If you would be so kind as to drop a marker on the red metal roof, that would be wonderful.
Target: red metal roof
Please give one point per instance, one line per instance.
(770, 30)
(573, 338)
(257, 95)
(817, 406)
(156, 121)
---------------
# THE PROBLEM:
Express the rows above as a two-column CSV with the headers instruction and response, one line for each row. Put each row's text in one quoted field and its answer in another, replacing line breaks with spaces.

# EXERCISE SOLUTION:
instruction,response
"If you would be so kind as to drop a marker on the red metal roof, that would be wonderful. Target: red metal roof Please give one point per instance, one line per instance.","(770, 30) (573, 338) (257, 95) (817, 406) (156, 121)"